● **Exercise**
Collect all lines containing the word "each" from the data.

● **The data**
+ + + + +

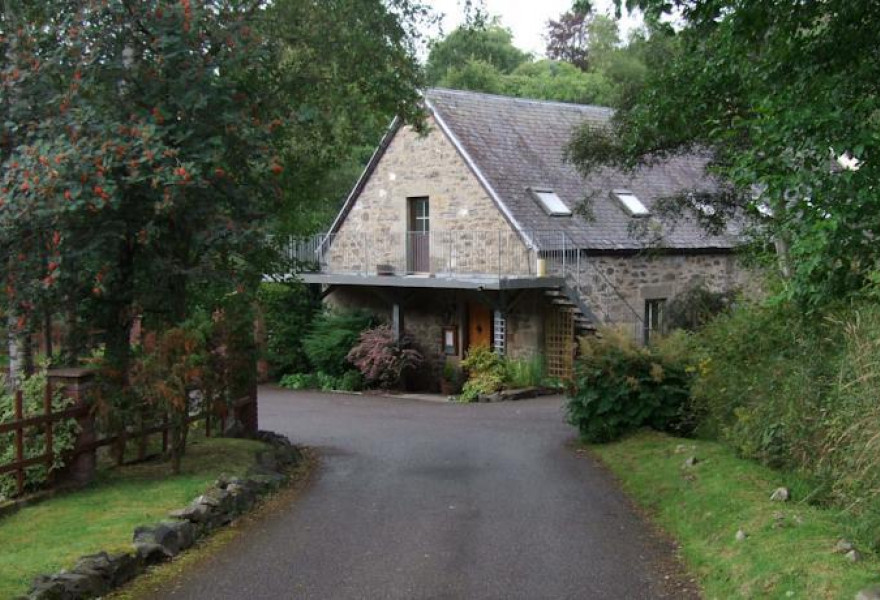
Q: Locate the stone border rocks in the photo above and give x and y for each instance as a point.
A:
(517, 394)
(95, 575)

+ + + + +

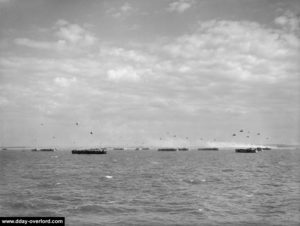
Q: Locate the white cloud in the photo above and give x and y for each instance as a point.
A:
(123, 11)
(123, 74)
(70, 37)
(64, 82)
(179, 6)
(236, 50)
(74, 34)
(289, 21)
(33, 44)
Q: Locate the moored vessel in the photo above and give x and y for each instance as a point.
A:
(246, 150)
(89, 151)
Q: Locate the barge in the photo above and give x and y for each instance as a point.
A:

+ + + + +

● **Exercise response**
Q: Locate the stone border rocks in the photo above and give x and y for each instance as a point.
Q: Locate the white cloud in the photo above and give x and y for each instance as a point.
Q: Locate the moored vessel in the photo above and give x and y for each instance as a point.
Q: Locate the barge in the photo above and give x and y for each instance as a point.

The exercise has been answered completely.